De facto, o fenómeno registado na segunda-feira foi “pontual”, segundo explicou ao PÚBLICO a meteorologista do IPMA Cristina Simões. Além disso, o valor esteve próximo da previsão dos modelos utilizados pelo IPMA, que indicavam uma temperatura máxima até 44 graus Celsius no arranque da semana no Ribatejo e Alentejo.

A temperatura elevada resultou da prevalência e intensidade dos ventos chegados do interior espanhol, que transportam uma “massa de ar quente e seco”, e que enfraqueceram e relegaram a nortada para a faixa costeira do território.

Numa altura em que as temperaturas altas continuam a gerar preocupação quanto ao risco de incêndio, sobretudo na região do Algarve, os próximos dias vão devolver o Alentejo e Ribatejo ao que é “normal” para Agosto. Em Santarém, as temperaturas máximas vão estabilizar entre os 33 e os 30 graus Celsius entre sábado e o final da próxima semana. Isso é resultado do regresso da nortada e dos ventos provenientes do oceano Atlântico, em direcção ao continente europeu, esclareceu a meteorologista. Por isso, nos próximos dias não se prevê que os termómetros se voltem a aproximar dos 47,3 registados na Amareleja (Beja) em Agosto de 2003.

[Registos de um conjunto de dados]
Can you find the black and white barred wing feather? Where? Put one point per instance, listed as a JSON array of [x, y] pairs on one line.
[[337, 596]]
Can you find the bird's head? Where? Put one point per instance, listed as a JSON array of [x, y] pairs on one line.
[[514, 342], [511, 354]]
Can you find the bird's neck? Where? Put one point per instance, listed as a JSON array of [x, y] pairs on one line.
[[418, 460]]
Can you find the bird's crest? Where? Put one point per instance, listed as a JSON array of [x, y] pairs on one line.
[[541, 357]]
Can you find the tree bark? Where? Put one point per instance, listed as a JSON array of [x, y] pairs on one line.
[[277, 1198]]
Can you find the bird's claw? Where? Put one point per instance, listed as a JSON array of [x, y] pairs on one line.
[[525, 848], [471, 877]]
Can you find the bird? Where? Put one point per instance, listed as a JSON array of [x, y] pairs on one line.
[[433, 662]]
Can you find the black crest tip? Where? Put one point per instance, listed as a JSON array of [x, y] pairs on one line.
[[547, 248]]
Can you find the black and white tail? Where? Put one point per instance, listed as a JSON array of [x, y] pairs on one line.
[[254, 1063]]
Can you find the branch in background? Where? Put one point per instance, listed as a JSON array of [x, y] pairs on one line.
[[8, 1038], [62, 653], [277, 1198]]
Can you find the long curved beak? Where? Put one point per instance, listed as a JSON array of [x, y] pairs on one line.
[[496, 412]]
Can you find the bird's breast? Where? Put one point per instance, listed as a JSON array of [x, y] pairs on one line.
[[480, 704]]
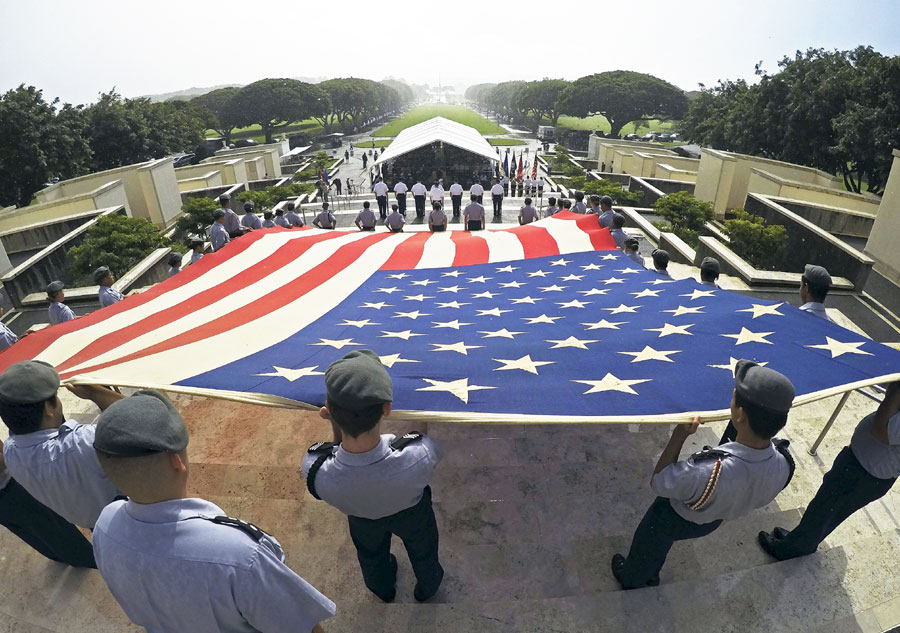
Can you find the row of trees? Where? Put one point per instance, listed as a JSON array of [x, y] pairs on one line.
[[273, 103], [41, 139], [838, 111], [621, 96]]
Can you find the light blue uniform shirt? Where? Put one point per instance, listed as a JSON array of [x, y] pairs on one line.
[[59, 312], [251, 221], [218, 236], [816, 309], [109, 295], [59, 468], [879, 460], [172, 571], [7, 337], [379, 482], [749, 479]]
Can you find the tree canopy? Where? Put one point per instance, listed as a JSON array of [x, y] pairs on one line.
[[623, 96]]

__Enunciado__
No excerto sobre o calor no Ribatejo e no Alentejo, qual era a temperatura máxima prevista pelos modelos do IPMA para o arranque da semana?

__Resposta__
Até 44 graus Celsius.